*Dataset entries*
•••••

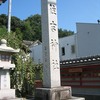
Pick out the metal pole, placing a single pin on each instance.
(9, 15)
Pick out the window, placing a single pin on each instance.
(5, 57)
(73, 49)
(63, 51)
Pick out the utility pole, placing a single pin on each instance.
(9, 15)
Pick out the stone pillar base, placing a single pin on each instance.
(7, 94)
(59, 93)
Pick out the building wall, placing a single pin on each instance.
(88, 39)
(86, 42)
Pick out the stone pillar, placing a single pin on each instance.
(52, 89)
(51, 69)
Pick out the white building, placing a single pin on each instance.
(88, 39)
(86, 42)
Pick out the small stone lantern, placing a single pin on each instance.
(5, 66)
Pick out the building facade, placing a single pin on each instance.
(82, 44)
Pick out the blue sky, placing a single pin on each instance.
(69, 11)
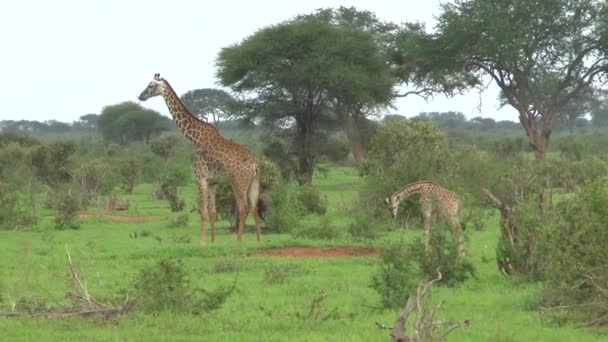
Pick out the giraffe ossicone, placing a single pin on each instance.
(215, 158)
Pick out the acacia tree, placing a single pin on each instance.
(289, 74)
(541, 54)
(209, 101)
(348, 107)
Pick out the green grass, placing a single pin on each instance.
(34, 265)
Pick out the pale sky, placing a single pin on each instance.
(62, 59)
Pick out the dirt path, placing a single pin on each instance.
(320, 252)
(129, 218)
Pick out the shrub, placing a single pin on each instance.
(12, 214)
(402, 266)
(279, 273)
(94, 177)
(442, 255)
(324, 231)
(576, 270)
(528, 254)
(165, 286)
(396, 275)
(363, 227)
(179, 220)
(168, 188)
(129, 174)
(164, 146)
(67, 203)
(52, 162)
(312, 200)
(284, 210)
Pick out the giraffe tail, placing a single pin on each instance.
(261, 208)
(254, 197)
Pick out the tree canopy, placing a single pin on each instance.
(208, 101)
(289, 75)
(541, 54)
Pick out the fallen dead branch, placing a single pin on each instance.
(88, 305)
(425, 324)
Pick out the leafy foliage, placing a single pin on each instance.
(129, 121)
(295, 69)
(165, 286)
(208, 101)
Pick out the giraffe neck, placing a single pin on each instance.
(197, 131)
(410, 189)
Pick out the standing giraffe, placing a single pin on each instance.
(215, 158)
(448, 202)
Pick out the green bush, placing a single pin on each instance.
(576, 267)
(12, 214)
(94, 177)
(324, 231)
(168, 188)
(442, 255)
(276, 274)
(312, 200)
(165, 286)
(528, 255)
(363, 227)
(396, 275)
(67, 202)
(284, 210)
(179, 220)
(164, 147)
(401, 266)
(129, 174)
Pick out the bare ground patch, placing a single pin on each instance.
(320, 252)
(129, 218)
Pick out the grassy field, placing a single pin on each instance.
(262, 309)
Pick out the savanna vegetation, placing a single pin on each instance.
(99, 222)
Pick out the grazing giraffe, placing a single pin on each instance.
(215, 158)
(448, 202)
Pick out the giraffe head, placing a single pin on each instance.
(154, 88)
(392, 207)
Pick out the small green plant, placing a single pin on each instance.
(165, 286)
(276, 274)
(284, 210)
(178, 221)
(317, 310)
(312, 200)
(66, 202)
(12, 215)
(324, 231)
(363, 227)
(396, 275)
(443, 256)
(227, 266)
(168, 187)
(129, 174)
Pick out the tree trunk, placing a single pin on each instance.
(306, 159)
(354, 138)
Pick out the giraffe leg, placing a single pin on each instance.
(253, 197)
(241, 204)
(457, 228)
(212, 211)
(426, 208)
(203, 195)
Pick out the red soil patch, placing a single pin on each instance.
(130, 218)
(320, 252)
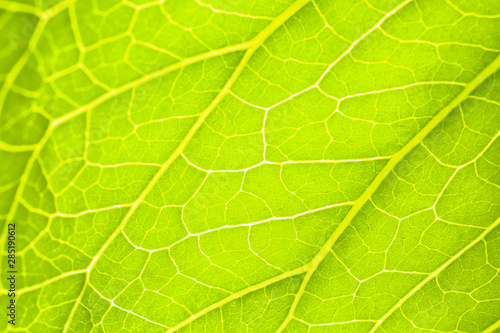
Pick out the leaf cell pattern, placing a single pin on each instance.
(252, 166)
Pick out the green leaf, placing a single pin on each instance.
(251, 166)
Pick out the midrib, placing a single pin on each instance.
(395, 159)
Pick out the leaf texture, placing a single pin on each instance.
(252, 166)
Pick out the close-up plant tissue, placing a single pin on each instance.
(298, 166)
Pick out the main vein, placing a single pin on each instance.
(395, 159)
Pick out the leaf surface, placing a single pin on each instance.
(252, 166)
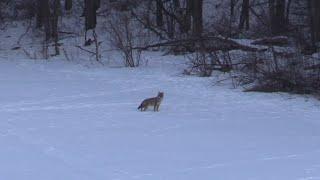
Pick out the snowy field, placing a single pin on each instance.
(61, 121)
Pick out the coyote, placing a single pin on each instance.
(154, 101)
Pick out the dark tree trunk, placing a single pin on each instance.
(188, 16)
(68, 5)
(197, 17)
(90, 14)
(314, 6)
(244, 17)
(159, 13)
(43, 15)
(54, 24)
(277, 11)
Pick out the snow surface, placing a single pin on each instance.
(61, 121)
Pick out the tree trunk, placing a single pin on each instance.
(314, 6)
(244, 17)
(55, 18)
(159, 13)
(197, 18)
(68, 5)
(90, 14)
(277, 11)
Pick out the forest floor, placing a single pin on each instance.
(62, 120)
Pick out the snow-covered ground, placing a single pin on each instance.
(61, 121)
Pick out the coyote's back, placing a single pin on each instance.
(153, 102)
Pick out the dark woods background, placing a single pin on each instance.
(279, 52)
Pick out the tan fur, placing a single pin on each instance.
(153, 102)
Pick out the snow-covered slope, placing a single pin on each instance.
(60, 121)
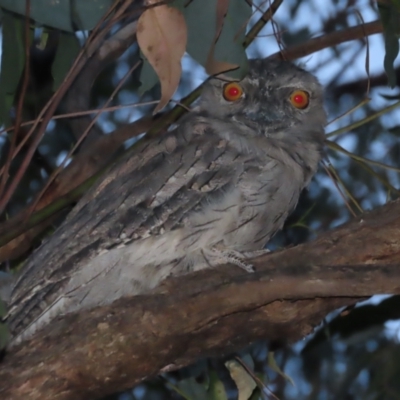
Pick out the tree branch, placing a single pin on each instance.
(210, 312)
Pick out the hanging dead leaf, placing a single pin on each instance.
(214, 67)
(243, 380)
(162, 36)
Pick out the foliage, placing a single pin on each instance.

•••••

*What you need to do*
Apart from the pictures, repeat every entry exactly.

*Response area*
Pick out the metal pole, placing a single pin on each instance.
(9, 15)
Pick out the window, placing a single pin on each instance.
(5, 57)
(73, 49)
(63, 51)
Pick out the utility pole, placing a single pin on each instance.
(9, 15)
Pick out the stone pillar base, placing a single pin on each instance.
(7, 94)
(59, 93)
Pick out the building wall, placing a single pin on each instance.
(88, 39)
(86, 42)
Pick out the stone pillar, placing a single pin on each instance.
(52, 89)
(51, 69)
Pick out the white building, placing a single pin on each instance.
(88, 39)
(86, 42)
Pick out the small stone lantern, placing a single pin on each instance.
(5, 66)
Pick out the building facade, placing a single pin on each instance.
(82, 44)
Pick out the blue sky, placing a single pin on each instance.
(69, 11)
Pick out the giraffe ossicone, placing a single pin on each instance.
(215, 158)
Pick out the acacia tree, placing a single pin on each instance.
(289, 74)
(541, 54)
(209, 101)
(348, 107)
Pick out the green grass, placing a single pin on each instance.
(34, 265)
Pick out the pale sky, placing a single pin on each instance.
(62, 59)
Pick out the dirt path, placing a single pin on each instance.
(320, 252)
(129, 218)
Pick out the shrub, placing a single pin on each instance.
(12, 214)
(402, 266)
(279, 273)
(94, 177)
(442, 255)
(324, 231)
(576, 270)
(528, 254)
(165, 286)
(396, 275)
(363, 227)
(179, 220)
(168, 188)
(129, 174)
(164, 146)
(67, 203)
(52, 162)
(312, 200)
(284, 210)
Pick out the giraffe tail, placing a single pin on each instance.
(261, 208)
(254, 197)
Pick out the tree canopy, placing a single pin on each instance.
(208, 101)
(289, 75)
(541, 54)
Pick out the fallen dead branch, placing a single pin on each instance.
(88, 305)
(425, 324)
Pick out the leafy foliage, placing a single pin on each instance.
(129, 121)
(295, 69)
(165, 286)
(208, 101)
Pick out the giraffe neck, placing a single pin on each instance.
(197, 131)
(410, 189)
Pick out the standing giraffe, placing a single pin on each instance.
(215, 158)
(448, 202)
Pick out the green bush, placing a single pin on each instance.
(576, 267)
(12, 214)
(94, 177)
(324, 231)
(168, 188)
(442, 255)
(276, 274)
(312, 200)
(165, 286)
(528, 255)
(363, 227)
(396, 275)
(67, 202)
(284, 210)
(179, 220)
(164, 147)
(401, 266)
(129, 174)
Pick out the bare ground patch, placing a single pin on each instance.
(320, 252)
(129, 218)
Pick out the grassy field, placing a single pin on each instance.
(262, 309)
Pick out the savanna vegetation, placing a single pin on each instance.
(99, 222)
Pick out the grazing giraffe, placing a single pin on each instance.
(215, 158)
(448, 202)
Pick out the giraffe head, placing a single pin on each instance.
(154, 88)
(392, 207)
Pick out the small green plant, placing a single pin on each instance.
(165, 286)
(276, 274)
(284, 210)
(178, 221)
(317, 310)
(312, 200)
(66, 202)
(12, 215)
(324, 231)
(363, 227)
(396, 275)
(443, 256)
(227, 266)
(168, 187)
(129, 174)
Pick out the tree trunk, placing a single pin on each instance.
(306, 159)
(354, 138)
Pick out the giraffe leg, placing a single pin on each instance.
(253, 197)
(241, 204)
(457, 228)
(212, 211)
(426, 208)
(203, 195)
Pick out the red soil patch, placing a single pin on each instance.
(130, 218)
(320, 252)
Pick out the leaf cell pattern, placing a single pin on each instance.
(252, 166)
Pick out the green leaf, placing a single pin on each instance.
(251, 166)
Pick out the midrib, placing a single pin on each instance.
(395, 159)
Pick out the leaf texture, placing a single pin on each instance.
(252, 166)
Pick out the close-up plant tissue, placing a single pin on each instance.
(298, 166)
Pick out the main vein, placing a single pin on each instance.
(395, 159)
Pick out the leaf surface, placing a single pin on each instance.
(252, 166)
Pick out the snowy field, placing a single pin on each instance.
(61, 121)
Pick out the coyote, placing a single pin on each instance.
(154, 101)
Pick out the dark tree trunk, placing a single pin on each instance.
(188, 16)
(68, 5)
(197, 17)
(90, 14)
(314, 6)
(244, 17)
(159, 13)
(43, 15)
(54, 24)
(277, 11)
Pick out the snow surface, placing a single pin on each instance.
(61, 121)
Pick out the tree trunk, placing a single pin on each instance.
(314, 6)
(244, 17)
(55, 18)
(159, 13)
(197, 18)
(68, 5)
(90, 14)
(277, 11)
Pick out the forest floor, placing a single pin on each instance.
(62, 120)
Pick out the snow-covered ground, placing a single pin on each instance.
(61, 121)
Pick out the coyote's back, placing a single pin on each instance.
(153, 102)
Pick out the dark woods background, placing a single pin on each instance.
(279, 52)
Pick out the tan fur, placing a single pin on each instance.
(153, 102)
Pick out the snow-covered slope, placing a single pin on each instance.
(60, 121)
Pick out the tree branch, placing a single pin on each instance.
(210, 312)
Pick out the hanging dead leaf, placing a single pin on each instance.
(214, 67)
(243, 380)
(162, 36)
Pick out the foliage, placing a single pin on each instance.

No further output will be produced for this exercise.